Entries for bounding box labeling:
● ● ● ● ●
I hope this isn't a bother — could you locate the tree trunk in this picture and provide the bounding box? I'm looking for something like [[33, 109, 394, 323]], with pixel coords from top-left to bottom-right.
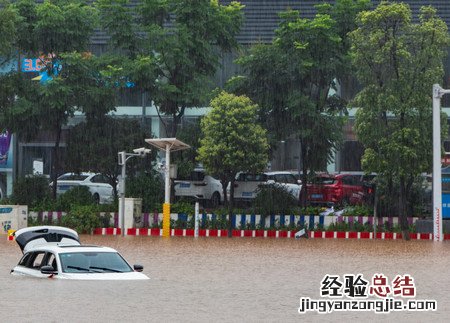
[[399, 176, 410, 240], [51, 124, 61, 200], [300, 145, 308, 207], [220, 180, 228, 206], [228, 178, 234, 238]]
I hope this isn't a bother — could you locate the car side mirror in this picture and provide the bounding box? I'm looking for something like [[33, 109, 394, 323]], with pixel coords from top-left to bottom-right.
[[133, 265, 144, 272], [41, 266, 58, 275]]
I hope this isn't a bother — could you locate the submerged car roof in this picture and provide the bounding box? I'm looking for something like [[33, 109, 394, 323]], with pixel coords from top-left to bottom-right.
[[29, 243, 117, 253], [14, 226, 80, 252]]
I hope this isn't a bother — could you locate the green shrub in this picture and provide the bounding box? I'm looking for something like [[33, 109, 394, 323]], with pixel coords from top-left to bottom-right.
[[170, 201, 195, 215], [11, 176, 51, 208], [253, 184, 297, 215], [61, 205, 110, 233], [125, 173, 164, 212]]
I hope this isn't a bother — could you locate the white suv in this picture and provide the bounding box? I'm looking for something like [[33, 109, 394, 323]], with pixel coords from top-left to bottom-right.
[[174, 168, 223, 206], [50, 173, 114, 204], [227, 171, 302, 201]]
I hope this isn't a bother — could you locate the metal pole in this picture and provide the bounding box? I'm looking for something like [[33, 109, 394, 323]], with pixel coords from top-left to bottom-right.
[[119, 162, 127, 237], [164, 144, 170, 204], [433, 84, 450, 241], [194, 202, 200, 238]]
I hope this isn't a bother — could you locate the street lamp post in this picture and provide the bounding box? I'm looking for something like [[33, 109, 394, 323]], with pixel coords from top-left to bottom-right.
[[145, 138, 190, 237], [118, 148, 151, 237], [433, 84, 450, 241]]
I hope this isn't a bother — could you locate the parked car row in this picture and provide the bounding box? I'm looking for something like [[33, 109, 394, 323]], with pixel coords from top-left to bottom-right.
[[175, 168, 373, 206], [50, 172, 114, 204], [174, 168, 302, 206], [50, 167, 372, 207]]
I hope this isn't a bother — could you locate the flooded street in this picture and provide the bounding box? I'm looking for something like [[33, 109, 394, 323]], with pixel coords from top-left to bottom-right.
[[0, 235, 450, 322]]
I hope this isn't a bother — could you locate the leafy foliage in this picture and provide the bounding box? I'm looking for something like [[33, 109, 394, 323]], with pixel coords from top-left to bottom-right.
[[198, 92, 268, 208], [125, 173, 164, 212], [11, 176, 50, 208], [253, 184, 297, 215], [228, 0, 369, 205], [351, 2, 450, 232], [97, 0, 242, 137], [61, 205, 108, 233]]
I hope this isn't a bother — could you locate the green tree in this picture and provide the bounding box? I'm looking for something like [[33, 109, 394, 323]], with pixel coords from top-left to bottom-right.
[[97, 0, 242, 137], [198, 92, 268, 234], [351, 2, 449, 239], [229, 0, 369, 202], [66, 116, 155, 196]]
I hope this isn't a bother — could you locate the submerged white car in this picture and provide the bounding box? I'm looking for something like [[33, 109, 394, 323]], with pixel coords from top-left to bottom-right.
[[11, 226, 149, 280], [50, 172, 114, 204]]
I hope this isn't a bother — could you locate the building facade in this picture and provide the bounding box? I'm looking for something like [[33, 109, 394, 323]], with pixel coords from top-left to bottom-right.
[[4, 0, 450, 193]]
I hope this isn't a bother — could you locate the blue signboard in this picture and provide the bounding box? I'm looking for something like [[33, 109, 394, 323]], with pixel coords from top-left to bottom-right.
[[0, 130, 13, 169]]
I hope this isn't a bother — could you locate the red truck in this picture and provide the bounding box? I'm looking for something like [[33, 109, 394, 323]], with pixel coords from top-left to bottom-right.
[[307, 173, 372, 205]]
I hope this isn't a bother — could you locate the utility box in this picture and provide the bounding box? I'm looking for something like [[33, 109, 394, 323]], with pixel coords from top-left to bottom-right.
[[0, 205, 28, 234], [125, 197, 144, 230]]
● ● ● ● ●
• WORK TO BE COMPLETED
Retype everything from the line containing "the green shrub" down to the line containing "202, 200, 238]]" without any change, including both of those lines.

• CORRECT OUTPUT
I hope this isn't a bother — could you locate the green shrub in this picture and provide the bounding box? I'm looking for something like [[33, 109, 394, 323]], with pixel coords from top-left to bottom-right.
[[170, 201, 195, 215], [11, 176, 51, 208], [253, 184, 297, 215], [61, 205, 110, 233], [125, 173, 164, 212]]
I hope this isn't a bother — could you locate the white suv in this picture and provide the bounding box? I'm looking for something like [[33, 109, 394, 323]], with pixel coords from top-left to bottom-right.
[[174, 168, 223, 206], [50, 173, 114, 204], [227, 171, 302, 201]]
I hope this isn't a bother — could you locate the metal pole in this picture and provide the bounding box? I'm looking for something like [[33, 109, 394, 323]], with pixel coords from top-left to bottom-right.
[[119, 162, 127, 237], [164, 144, 170, 204], [433, 84, 450, 241], [194, 202, 200, 238]]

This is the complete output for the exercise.